*** MATERIAL SUPPLIED ***

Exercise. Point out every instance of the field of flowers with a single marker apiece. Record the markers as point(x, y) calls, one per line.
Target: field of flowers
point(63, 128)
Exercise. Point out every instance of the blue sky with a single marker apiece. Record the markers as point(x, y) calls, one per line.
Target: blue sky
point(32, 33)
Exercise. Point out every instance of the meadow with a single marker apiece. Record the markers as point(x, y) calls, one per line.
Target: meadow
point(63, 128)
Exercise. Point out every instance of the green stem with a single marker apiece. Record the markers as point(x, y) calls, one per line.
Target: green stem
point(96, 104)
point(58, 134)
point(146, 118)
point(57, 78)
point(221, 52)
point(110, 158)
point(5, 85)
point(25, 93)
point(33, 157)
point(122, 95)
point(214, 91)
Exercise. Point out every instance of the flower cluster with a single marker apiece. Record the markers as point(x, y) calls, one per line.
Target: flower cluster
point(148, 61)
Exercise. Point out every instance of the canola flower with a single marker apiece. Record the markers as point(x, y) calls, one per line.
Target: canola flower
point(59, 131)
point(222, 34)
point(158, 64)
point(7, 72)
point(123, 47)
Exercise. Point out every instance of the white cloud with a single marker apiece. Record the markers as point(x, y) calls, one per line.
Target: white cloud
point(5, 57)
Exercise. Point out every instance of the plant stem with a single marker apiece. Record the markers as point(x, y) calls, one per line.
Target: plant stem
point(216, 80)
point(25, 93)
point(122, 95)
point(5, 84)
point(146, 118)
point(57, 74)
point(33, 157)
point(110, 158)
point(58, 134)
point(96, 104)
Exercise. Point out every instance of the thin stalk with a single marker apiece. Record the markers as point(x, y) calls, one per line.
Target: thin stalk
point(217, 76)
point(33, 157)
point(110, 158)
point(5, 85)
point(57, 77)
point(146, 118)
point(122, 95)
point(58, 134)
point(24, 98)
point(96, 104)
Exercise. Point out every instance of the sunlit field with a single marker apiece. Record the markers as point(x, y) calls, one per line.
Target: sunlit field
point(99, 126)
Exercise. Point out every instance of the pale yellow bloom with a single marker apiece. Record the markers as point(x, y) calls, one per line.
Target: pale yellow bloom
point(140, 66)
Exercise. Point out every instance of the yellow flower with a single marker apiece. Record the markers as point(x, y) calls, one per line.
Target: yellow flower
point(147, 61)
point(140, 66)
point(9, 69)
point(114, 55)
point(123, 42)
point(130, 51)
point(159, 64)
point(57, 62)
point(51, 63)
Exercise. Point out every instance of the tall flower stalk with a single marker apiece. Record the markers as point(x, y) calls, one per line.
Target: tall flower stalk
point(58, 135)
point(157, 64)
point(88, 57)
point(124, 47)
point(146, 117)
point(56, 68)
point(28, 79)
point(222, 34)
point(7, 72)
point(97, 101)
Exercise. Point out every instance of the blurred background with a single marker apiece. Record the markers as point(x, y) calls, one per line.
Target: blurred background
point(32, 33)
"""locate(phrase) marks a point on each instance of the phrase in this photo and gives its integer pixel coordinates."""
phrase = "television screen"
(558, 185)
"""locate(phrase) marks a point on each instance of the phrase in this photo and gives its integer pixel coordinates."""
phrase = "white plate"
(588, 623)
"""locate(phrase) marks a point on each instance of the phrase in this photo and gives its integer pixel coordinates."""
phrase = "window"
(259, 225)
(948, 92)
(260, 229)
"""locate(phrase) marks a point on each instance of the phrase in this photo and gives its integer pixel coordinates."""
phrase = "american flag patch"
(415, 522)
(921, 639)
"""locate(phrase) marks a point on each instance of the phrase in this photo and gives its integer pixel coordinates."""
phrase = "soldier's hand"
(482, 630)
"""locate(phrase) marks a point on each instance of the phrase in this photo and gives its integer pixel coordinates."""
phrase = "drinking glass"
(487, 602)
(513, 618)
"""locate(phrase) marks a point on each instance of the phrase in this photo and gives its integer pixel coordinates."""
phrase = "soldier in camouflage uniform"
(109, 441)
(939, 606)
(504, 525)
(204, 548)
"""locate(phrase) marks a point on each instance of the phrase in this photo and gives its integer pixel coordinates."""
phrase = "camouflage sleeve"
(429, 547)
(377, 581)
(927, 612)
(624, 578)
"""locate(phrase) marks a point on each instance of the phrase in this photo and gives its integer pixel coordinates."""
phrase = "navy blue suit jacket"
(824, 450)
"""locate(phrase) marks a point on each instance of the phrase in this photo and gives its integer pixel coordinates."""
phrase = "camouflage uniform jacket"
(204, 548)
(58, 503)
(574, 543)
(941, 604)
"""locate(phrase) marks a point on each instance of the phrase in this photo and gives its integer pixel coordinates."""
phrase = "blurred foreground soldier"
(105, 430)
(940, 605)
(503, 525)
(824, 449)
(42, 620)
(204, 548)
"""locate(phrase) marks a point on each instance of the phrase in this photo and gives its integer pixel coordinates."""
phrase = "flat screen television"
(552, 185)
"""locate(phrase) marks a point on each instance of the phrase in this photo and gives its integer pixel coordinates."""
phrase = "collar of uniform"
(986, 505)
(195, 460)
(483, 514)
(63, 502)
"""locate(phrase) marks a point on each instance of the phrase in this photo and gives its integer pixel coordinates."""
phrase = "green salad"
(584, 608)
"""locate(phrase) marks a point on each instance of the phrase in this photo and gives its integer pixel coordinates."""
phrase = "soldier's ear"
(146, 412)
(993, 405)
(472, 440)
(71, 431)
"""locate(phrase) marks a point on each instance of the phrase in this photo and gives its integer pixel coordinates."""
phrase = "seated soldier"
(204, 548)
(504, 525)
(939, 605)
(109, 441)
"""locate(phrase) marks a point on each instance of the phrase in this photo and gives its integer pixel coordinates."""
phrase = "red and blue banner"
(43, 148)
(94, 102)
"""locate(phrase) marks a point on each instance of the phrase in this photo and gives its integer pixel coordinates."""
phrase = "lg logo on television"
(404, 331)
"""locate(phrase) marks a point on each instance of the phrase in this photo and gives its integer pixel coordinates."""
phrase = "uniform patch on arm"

*** End of MATERIAL SUPPLIED ***

Take the lines above from the one containing "Target: field of flowers" to the one containing "Exercise. Point out every instance of the plant" and retype them exactly, both ends included, with nothing added.

Target: field of flowers
point(63, 128)
Exercise. Point out every instance of the blue sky with a single marker apiece. Record the markers as point(x, y) calls, one per line.
Target: blue sky
point(32, 33)
Exercise. Point out every instance of the meadow with a single marker apiece. Record the markers as point(x, y) calls, one per line.
Target: meadow
point(63, 128)
Exercise. Point out every instance of the green stem with a single marker apiece. Record the markers as point(x, y) calls, one per line.
Target: green stem
point(96, 104)
point(58, 134)
point(146, 118)
point(57, 78)
point(221, 52)
point(110, 158)
point(5, 85)
point(25, 93)
point(33, 157)
point(122, 95)
point(214, 91)
Exercise. Point out every instance of the flower cluster with a single marker apiece. Record the markers as point(x, y) calls, one per line.
Target: flower cluster
point(148, 61)
Exercise. Point out every instance of the canola flower with a single marker apiece. Record the markers as point(x, y) calls, one per line.
Target: canola flower
point(59, 131)
point(222, 34)
point(158, 64)
point(7, 72)
point(123, 47)
Exercise. Point out every instance of the white cloud with a single marker apiece. Record the markers as point(x, y) calls, one per line.
Target: white cloud
point(5, 57)
Exercise. Point out every instance of the plant stem with a single marker apiece. Record the markers as point(x, y) calls, one per line.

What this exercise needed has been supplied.